TASK STATEMENT: As the answer, give a copy of each line below that includes the word "muddy".
===== SOURCE DATA =====
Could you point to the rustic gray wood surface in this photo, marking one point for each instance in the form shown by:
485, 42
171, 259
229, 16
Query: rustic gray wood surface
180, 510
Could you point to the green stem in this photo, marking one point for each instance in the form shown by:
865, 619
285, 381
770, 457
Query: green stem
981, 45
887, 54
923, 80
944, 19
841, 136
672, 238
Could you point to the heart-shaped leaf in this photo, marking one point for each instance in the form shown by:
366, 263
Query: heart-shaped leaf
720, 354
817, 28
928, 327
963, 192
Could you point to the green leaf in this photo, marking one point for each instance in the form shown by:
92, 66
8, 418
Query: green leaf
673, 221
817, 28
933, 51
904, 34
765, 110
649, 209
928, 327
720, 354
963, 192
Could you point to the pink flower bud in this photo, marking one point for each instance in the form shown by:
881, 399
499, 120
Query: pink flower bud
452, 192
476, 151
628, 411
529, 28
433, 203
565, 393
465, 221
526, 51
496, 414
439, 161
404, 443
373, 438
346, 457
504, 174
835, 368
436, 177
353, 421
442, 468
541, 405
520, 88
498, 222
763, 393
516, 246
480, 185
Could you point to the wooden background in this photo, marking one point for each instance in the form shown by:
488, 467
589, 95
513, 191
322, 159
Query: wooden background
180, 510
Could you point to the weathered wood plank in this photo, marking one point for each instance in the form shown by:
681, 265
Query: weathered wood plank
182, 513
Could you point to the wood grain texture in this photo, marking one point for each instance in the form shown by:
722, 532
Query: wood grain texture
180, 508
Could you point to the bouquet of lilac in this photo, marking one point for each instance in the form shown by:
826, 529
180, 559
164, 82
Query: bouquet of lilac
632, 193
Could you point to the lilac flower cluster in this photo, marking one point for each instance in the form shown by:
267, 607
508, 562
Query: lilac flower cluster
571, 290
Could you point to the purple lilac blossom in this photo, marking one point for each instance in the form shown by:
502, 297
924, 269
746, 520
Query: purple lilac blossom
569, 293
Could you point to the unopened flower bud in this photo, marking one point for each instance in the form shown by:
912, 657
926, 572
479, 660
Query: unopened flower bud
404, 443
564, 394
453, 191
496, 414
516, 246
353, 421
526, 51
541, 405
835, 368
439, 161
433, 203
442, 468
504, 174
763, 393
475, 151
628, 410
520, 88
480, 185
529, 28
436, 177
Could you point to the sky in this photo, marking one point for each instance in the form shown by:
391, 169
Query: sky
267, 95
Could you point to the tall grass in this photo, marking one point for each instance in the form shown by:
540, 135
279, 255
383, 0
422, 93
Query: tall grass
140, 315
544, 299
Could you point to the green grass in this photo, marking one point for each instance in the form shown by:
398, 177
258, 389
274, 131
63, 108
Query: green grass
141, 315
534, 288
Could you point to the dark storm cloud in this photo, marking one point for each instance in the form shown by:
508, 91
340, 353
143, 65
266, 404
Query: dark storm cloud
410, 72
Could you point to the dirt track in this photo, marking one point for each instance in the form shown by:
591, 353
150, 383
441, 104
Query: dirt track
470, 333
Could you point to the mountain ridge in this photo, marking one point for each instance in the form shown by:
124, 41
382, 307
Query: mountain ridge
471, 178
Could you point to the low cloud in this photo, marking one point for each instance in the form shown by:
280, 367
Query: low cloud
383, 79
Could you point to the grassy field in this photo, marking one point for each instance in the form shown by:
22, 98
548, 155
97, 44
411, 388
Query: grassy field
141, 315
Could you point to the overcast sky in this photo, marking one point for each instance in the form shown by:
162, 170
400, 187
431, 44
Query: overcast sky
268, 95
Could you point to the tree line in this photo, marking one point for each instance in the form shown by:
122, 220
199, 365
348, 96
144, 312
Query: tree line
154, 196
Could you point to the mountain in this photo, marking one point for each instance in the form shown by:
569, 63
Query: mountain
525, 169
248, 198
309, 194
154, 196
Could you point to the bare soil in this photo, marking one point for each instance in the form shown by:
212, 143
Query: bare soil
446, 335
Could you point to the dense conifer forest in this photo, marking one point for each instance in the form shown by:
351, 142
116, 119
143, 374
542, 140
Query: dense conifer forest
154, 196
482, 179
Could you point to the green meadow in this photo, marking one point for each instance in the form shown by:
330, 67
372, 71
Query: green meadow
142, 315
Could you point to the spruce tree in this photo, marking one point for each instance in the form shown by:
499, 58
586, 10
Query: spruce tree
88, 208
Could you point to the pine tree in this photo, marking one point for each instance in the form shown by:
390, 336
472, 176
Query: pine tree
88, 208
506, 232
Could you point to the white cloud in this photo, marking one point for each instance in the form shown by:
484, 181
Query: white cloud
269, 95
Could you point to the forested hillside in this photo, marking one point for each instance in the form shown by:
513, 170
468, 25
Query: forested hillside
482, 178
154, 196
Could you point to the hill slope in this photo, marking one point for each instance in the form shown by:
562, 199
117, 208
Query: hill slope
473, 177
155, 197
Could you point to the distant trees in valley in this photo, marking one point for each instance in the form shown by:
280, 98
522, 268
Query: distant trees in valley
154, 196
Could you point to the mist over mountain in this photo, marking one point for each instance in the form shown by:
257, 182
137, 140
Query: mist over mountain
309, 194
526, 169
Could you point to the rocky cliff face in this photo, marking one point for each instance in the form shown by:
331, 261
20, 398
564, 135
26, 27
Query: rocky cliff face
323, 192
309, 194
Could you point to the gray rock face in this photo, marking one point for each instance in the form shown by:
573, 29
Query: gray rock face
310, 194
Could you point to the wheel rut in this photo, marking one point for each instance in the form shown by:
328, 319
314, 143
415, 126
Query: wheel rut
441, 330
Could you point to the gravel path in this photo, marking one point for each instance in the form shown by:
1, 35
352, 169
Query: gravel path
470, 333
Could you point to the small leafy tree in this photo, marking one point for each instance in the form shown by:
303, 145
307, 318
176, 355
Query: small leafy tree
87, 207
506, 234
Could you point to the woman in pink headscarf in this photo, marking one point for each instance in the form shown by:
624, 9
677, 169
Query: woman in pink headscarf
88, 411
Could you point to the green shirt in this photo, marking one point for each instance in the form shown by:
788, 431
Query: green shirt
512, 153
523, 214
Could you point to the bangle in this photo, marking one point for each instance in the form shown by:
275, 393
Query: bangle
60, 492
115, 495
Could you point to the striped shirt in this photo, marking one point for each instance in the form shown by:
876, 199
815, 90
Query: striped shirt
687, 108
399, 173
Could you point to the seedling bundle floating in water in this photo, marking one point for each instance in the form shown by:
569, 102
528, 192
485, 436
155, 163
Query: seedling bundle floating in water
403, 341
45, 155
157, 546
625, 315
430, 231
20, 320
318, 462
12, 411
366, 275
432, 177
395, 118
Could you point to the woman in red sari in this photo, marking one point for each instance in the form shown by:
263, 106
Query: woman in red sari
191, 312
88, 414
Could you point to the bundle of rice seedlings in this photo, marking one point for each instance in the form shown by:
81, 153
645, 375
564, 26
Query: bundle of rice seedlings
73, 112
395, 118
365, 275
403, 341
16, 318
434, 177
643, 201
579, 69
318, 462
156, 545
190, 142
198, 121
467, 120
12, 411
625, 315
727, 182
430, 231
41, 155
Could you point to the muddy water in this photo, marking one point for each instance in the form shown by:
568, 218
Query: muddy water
=====
RESULT:
Could you point to the muddy water in this photo, marking one point for each instance in the form shown by:
Query: muddy water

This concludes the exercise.